» **Task to carry out**: Please pull out every line of the records that contains the word "jersey", copying each one in full.

» **Data**:
══════
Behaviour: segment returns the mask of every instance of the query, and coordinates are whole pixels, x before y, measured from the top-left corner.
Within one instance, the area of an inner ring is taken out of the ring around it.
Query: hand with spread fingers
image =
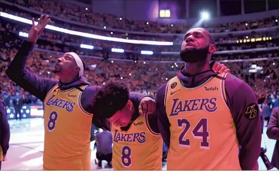
[[[139,113],[141,116],[149,115],[155,112],[156,101],[150,97],[144,97],[140,101]]]
[[[226,65],[220,62],[215,62],[213,65],[212,70],[214,73],[230,73],[231,70]]]
[[[50,18],[47,15],[44,18],[43,15],[41,15],[40,20],[37,25],[35,25],[35,20],[34,18],[32,18],[32,27],[29,30],[28,38],[27,41],[29,42],[35,43],[40,37],[40,35],[43,32],[46,26],[50,21]]]

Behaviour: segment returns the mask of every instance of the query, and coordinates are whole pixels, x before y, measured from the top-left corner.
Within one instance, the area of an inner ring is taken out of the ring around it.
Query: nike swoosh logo
[[[170,95],[172,95],[172,94],[175,93],[176,92],[177,92],[177,91],[179,91],[180,90],[180,89],[177,90],[176,90],[176,91],[174,91],[174,92],[171,92]]]

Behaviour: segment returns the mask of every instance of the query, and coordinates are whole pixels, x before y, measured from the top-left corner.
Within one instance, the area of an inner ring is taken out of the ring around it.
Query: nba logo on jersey
[[[249,119],[253,119],[257,116],[258,113],[259,108],[258,106],[255,104],[252,104],[247,107],[244,116],[246,118]]]

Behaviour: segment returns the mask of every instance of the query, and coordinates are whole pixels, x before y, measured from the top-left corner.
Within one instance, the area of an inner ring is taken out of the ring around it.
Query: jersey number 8
[[[48,123],[47,123],[47,128],[49,131],[52,132],[54,130],[57,118],[58,115],[55,111],[52,111],[49,115]]]
[[[132,150],[128,146],[124,146],[122,148],[122,154],[121,155],[121,160],[122,164],[125,167],[129,167],[132,164],[132,159],[131,155],[132,154]]]
[[[180,133],[179,137],[179,146],[183,147],[190,148],[190,140],[186,139],[183,140],[184,136],[191,127],[191,123],[187,119],[177,119],[177,125],[178,128],[183,129],[183,125],[185,125],[184,130]],[[192,134],[195,139],[201,139],[200,148],[203,149],[209,149],[209,143],[208,139],[209,137],[209,132],[207,131],[207,119],[201,118],[198,123],[194,126],[192,131]],[[202,129],[202,130],[201,130]]]

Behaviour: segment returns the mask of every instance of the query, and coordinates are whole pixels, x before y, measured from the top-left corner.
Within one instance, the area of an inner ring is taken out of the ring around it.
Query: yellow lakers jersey
[[[235,126],[226,104],[227,74],[192,88],[183,86],[177,76],[168,83],[168,170],[241,170]]]
[[[90,169],[92,115],[82,108],[81,94],[76,88],[62,91],[55,86],[46,97],[44,169]]]
[[[162,170],[163,139],[150,128],[148,117],[139,116],[128,131],[111,125],[114,170]]]

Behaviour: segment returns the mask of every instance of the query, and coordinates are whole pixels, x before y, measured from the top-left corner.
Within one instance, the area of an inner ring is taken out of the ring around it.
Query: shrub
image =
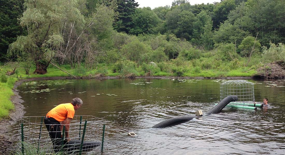
[[[160,69],[155,63],[143,63],[142,68],[145,73],[145,76],[152,76],[160,71]]]
[[[113,71],[119,73],[122,77],[134,77],[139,75],[136,70],[137,63],[129,60],[119,61],[115,64]]]
[[[191,61],[192,66],[194,67],[200,66],[201,65],[201,61],[199,59],[194,59]],[[201,68],[201,67],[200,67]]]
[[[2,83],[7,82],[7,76],[3,72],[0,71],[0,82]]]
[[[270,47],[263,47],[263,57],[270,62],[283,61],[285,62],[285,45],[282,43],[277,45],[270,43]]]
[[[105,66],[101,67],[97,71],[97,73],[99,75],[97,76],[101,77],[105,77],[108,75],[108,68]]]
[[[159,47],[154,51],[151,51],[142,55],[143,62],[148,63],[150,62],[159,63],[167,60],[167,56],[164,51],[164,48]]]
[[[182,57],[188,60],[199,59],[201,57],[201,51],[193,48],[191,48],[188,50],[183,50],[179,53],[178,57]]]
[[[258,40],[255,41],[255,38],[251,36],[245,38],[238,47],[241,50],[241,55],[249,57],[252,51],[258,52],[261,45]]]
[[[169,62],[161,62],[157,64],[157,66],[161,71],[167,73],[172,71],[172,67],[173,65]]]
[[[178,77],[182,77],[186,71],[186,69],[180,66],[175,66],[172,68],[172,71]]]
[[[202,69],[210,69],[213,67],[213,59],[210,58],[202,58],[200,59],[201,61],[201,67]]]
[[[129,60],[119,61],[115,63],[113,71],[114,73],[120,72],[124,68],[135,69],[137,65],[136,63]]]
[[[137,63],[142,62],[142,56],[143,54],[151,51],[149,46],[136,40],[125,45],[121,49],[128,59]]]
[[[85,75],[88,71],[88,69],[82,65],[77,65],[73,70],[73,74],[75,75],[82,76]]]
[[[200,66],[195,66],[193,68],[194,73],[200,73],[201,72],[201,67]]]
[[[105,62],[109,64],[116,62],[120,58],[119,51],[117,49],[107,51],[106,55]]]
[[[176,59],[178,56],[180,50],[180,47],[177,43],[170,42],[167,43],[164,47],[164,52],[169,59]]]
[[[231,61],[238,57],[235,45],[233,44],[220,44],[217,49],[215,56],[217,59]]]
[[[182,59],[178,58],[175,59],[172,59],[171,62],[178,66],[180,66],[184,64],[185,62]]]

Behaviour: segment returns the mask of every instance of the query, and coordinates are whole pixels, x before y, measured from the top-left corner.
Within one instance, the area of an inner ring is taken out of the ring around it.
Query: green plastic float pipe
[[[82,149],[83,147],[83,141],[84,140],[84,136],[85,135],[85,131],[86,131],[86,126],[87,125],[87,120],[85,120],[85,123],[84,124],[84,129],[83,129],[83,133],[82,134],[82,140],[81,140],[81,144],[80,145],[80,150],[79,151],[79,155],[81,155],[82,153]]]
[[[80,125],[79,125],[79,139],[78,140],[80,140],[80,131],[81,130],[81,123],[82,122],[82,116],[80,116]]]
[[[234,104],[237,105],[243,105],[244,106],[250,106],[251,107],[260,107],[260,108],[262,107],[263,106],[263,104],[259,104],[258,103],[256,103],[255,104],[254,103],[243,103],[242,102],[230,102],[229,104],[231,104],[231,105]]]
[[[104,143],[104,135],[105,135],[105,125],[103,126],[103,133],[102,134],[102,143],[101,145],[101,152],[103,152],[103,144]]]
[[[22,153],[24,155],[24,124],[21,124],[21,133],[22,138]]]
[[[218,104],[215,104],[215,105],[217,105]],[[257,108],[256,107],[249,107],[249,106],[239,106],[238,105],[232,105],[228,104],[226,106],[226,107],[229,107],[237,108],[242,108],[243,109],[253,109],[255,110],[257,109]]]
[[[40,137],[42,136],[42,120],[44,119],[43,116],[42,117],[42,120],[40,121],[40,135],[38,136],[38,153],[40,149]]]

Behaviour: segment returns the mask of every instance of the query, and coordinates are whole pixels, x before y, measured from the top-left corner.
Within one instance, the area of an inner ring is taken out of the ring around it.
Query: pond
[[[103,154],[284,154],[285,80],[247,80],[255,99],[272,108],[256,111],[225,107],[162,129],[154,125],[172,117],[204,113],[218,103],[220,79],[91,79],[38,81],[18,89],[25,116],[45,115],[54,106],[79,97],[76,115],[111,121]],[[127,136],[128,132],[137,134]]]

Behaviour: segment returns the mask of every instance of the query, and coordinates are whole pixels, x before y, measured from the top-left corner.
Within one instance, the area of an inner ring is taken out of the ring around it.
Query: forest
[[[283,0],[0,4],[0,119],[19,77],[285,78]]]
[[[15,67],[25,76],[69,76],[52,74],[56,66],[90,77],[284,71],[282,0],[176,0],[152,9],[135,0],[0,1],[2,74]]]

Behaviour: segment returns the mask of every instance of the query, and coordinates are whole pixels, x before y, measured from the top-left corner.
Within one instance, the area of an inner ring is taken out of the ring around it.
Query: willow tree
[[[27,9],[19,20],[28,35],[18,37],[10,45],[9,52],[30,55],[36,64],[34,73],[46,73],[54,50],[64,42],[61,30],[67,22],[76,23],[79,29],[84,25],[78,3],[77,0],[25,1]]]

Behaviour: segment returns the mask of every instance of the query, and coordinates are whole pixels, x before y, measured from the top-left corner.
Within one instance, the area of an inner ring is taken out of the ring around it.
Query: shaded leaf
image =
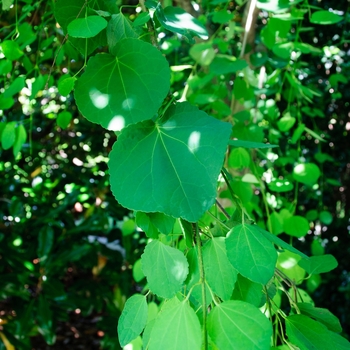
[[[188,274],[188,262],[181,251],[155,240],[147,244],[141,261],[152,293],[172,298],[180,291]]]

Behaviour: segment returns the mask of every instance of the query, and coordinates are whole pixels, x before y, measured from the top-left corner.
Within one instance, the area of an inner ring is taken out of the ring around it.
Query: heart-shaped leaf
[[[277,252],[255,226],[234,226],[226,238],[226,249],[231,264],[244,277],[266,284],[273,276]]]
[[[188,275],[188,262],[183,253],[158,240],[147,244],[141,262],[150,290],[162,298],[172,298]]]
[[[86,119],[121,130],[154,116],[168,93],[170,70],[155,47],[137,39],[119,41],[113,52],[90,58],[75,99]]]
[[[215,201],[230,132],[187,102],[130,125],[110,153],[114,196],[126,208],[198,221]]]

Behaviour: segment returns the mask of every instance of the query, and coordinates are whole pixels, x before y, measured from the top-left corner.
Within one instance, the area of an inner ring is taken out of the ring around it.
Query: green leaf
[[[147,244],[141,261],[152,293],[172,298],[180,291],[188,274],[188,262],[181,251],[155,240]]]
[[[255,306],[238,300],[225,301],[208,316],[208,333],[219,349],[270,348],[272,327]]]
[[[67,111],[61,112],[57,115],[57,125],[61,129],[67,129],[70,122],[72,121],[72,118],[73,118],[72,113]]]
[[[157,6],[155,14],[165,29],[185,36],[190,42],[193,36],[208,39],[205,26],[180,7],[167,6],[162,9],[161,6]]]
[[[304,315],[292,315],[286,319],[288,340],[300,350],[345,350],[350,348],[349,342],[338,334],[330,332],[317,321]]]
[[[75,77],[67,77],[66,79],[62,79],[58,82],[58,92],[62,96],[68,96],[68,94],[74,89],[75,81],[77,78]]]
[[[248,67],[248,63],[245,60],[228,55],[216,55],[210,64],[210,72],[216,75],[236,73],[246,67]]]
[[[0,44],[2,53],[10,61],[16,61],[23,56],[23,51],[20,49],[18,43],[12,40],[4,40]]]
[[[13,5],[14,0],[2,0],[2,10],[7,11]]]
[[[278,254],[277,268],[294,281],[295,284],[302,283],[305,277],[305,270],[298,265],[300,260],[301,257],[299,254],[290,251],[284,251]]]
[[[299,266],[311,275],[329,272],[338,266],[338,262],[333,255],[325,254],[311,256],[308,260],[300,260]]]
[[[233,227],[226,238],[226,249],[231,264],[244,277],[267,284],[273,276],[277,252],[255,226]]]
[[[200,350],[201,326],[186,301],[164,307],[153,325],[149,350]]]
[[[123,347],[141,334],[146,326],[148,307],[146,297],[134,294],[124,306],[118,321],[119,343]]]
[[[54,231],[51,226],[45,225],[41,228],[39,231],[39,244],[38,244],[38,258],[43,260],[46,259],[47,256],[49,255],[52,245],[53,245],[53,240],[55,238]]]
[[[311,15],[310,22],[315,24],[335,24],[342,21],[344,17],[330,11],[316,11]]]
[[[284,231],[294,237],[304,237],[310,230],[309,222],[299,215],[293,215],[283,222]]]
[[[126,208],[198,221],[215,201],[230,132],[229,124],[187,102],[156,123],[130,125],[110,153],[114,196]]]
[[[73,38],[92,38],[107,27],[107,21],[100,16],[88,16],[74,19],[68,24],[67,31]]]
[[[314,318],[316,321],[323,323],[330,331],[340,333],[342,327],[337,317],[335,317],[329,310],[314,307],[309,303],[297,304],[300,312],[303,315]]]
[[[137,39],[119,41],[114,53],[90,58],[75,99],[89,121],[121,130],[154,116],[168,93],[170,69],[155,47]]]
[[[319,167],[314,163],[300,163],[293,169],[293,178],[305,185],[314,185],[321,175]]]
[[[225,238],[210,239],[203,247],[205,279],[222,300],[229,300],[236,283],[237,272],[226,255]]]
[[[278,129],[282,132],[286,132],[293,127],[296,122],[296,118],[292,117],[289,113],[286,113],[278,122]]]
[[[209,66],[215,57],[215,51],[211,43],[195,44],[191,47],[189,53],[201,66]]]
[[[228,142],[230,146],[233,147],[243,147],[243,148],[274,148],[279,147],[278,145],[271,145],[269,143],[251,142],[243,140],[230,140]]]
[[[265,238],[267,238],[270,242],[276,244],[277,246],[279,246],[285,250],[288,250],[294,254],[299,255],[303,259],[306,259],[306,260],[309,259],[309,257],[307,255],[300,252],[298,249],[295,249],[294,247],[292,247],[290,244],[286,243],[285,241],[282,241],[282,239],[276,237],[275,235],[271,234],[270,232],[267,232],[260,227],[259,227],[259,231],[261,232],[261,234],[263,234],[265,236]]]
[[[250,165],[250,153],[242,147],[234,148],[228,158],[228,165],[232,168],[244,168]]]
[[[268,183],[268,187],[271,191],[282,193],[291,191],[294,188],[294,185],[287,179],[276,179]]]
[[[261,307],[264,304],[262,286],[260,283],[252,282],[238,274],[232,299],[242,300],[256,307]]]
[[[109,52],[112,55],[114,55],[118,41],[124,38],[137,39],[138,35],[132,28],[130,21],[122,13],[118,13],[112,16],[107,27],[107,42]]]
[[[17,154],[21,150],[22,146],[25,144],[27,140],[27,131],[23,124],[19,124],[17,128],[15,129],[16,132],[16,140],[13,144],[13,155],[14,157],[17,157]]]
[[[1,146],[4,150],[11,148],[16,141],[16,122],[6,123],[1,134]]]

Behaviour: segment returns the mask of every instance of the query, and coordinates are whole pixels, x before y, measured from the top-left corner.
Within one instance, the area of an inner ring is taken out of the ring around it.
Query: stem
[[[202,309],[203,309],[203,344],[204,350],[208,350],[208,334],[207,334],[207,300],[206,300],[206,290],[205,290],[205,275],[204,275],[204,263],[202,255],[202,241],[199,235],[198,223],[194,225],[196,244],[198,248],[198,265],[199,265],[199,275],[200,282],[202,284]]]

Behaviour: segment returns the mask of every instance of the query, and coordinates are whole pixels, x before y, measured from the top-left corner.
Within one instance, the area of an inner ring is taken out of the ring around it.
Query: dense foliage
[[[349,13],[320,6],[2,1],[1,349],[350,348]]]

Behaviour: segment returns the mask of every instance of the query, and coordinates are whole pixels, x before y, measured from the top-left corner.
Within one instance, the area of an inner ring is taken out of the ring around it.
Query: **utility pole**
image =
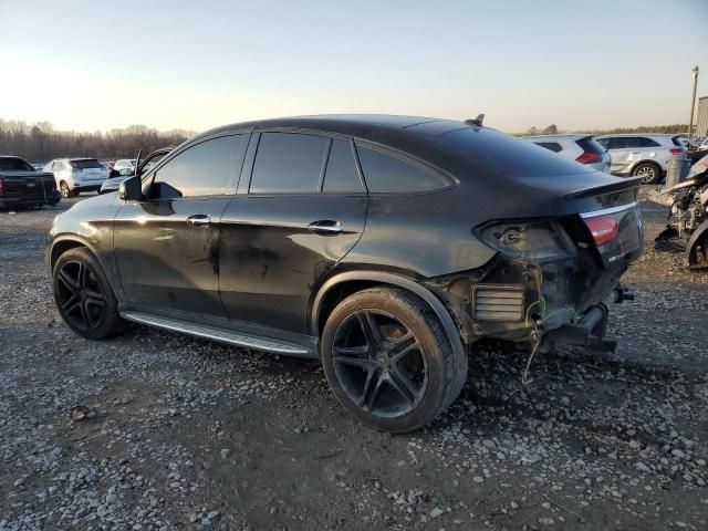
[[[694,133],[694,107],[696,106],[696,85],[698,85],[698,65],[691,69],[694,73],[694,92],[690,96],[690,119],[688,121],[688,142],[690,143],[690,135]]]

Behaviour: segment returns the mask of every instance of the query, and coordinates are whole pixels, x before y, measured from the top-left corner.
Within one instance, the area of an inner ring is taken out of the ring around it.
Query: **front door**
[[[219,299],[219,223],[233,198],[249,135],[200,142],[158,165],[146,199],[127,202],[114,250],[127,303],[225,316]]]
[[[306,333],[312,290],[358,241],[367,195],[350,139],[256,136],[250,186],[221,220],[221,300],[232,321]]]

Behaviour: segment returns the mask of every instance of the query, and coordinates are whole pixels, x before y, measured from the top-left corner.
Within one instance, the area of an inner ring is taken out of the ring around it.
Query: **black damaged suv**
[[[269,119],[75,205],[46,260],[84,337],[127,320],[316,357],[354,416],[408,431],[456,399],[482,337],[612,346],[636,198],[478,121]]]

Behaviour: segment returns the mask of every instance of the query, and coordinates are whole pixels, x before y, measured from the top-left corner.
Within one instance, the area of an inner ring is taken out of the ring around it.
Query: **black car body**
[[[52,174],[20,157],[0,155],[0,208],[56,205],[59,199]]]
[[[606,304],[622,298],[620,278],[642,251],[636,180],[475,123],[311,116],[236,124],[191,138],[139,179],[58,218],[48,266],[60,308],[79,296],[56,288],[61,257],[83,247],[123,319],[322,356],[337,398],[355,414],[346,396],[358,375],[335,385],[339,362],[324,360],[339,348],[345,303],[360,321],[362,304],[374,314],[377,337],[364,321],[346,332],[368,330],[357,348],[367,352],[360,353],[365,364],[378,364],[364,372],[364,402],[367,393],[381,399],[386,381],[396,387],[388,364],[398,358],[385,351],[419,326],[415,316],[396,321],[396,308],[440,325],[412,335],[447,345],[420,352],[450,348],[452,362],[441,366],[457,379],[440,392],[437,414],[457,396],[468,346],[479,339],[602,344]],[[386,290],[395,304],[378,304]],[[330,331],[333,315],[340,327]],[[92,336],[88,321],[88,331],[76,323]],[[106,335],[96,326],[94,336]],[[435,395],[441,356],[430,352],[416,362],[424,397]],[[413,408],[421,397],[403,394],[405,407],[391,398],[376,417],[364,404],[360,418],[404,431],[434,416]]]

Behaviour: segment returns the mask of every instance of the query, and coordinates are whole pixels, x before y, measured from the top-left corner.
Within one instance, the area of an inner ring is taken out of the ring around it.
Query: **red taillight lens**
[[[617,220],[612,216],[586,218],[585,225],[593,235],[593,240],[595,240],[597,247],[604,246],[617,237]]]
[[[575,162],[580,164],[594,164],[594,163],[600,163],[601,160],[602,160],[602,156],[593,152],[585,152],[575,159]]]

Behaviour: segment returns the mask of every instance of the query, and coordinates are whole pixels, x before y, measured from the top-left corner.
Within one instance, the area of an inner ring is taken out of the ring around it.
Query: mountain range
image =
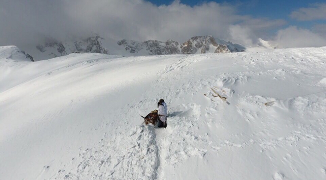
[[[31,52],[36,60],[72,53],[98,53],[129,56],[225,53],[244,51],[246,49],[243,46],[215,38],[211,35],[194,36],[182,43],[172,40],[166,42],[152,40],[141,42],[126,39],[107,43],[107,41],[98,34],[65,42],[47,38],[43,43],[33,48],[30,51],[27,51]]]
══════
» **Right answer**:
Query: nba logo on jersey
Query: jersey number 8
Query: yellow lakers jersey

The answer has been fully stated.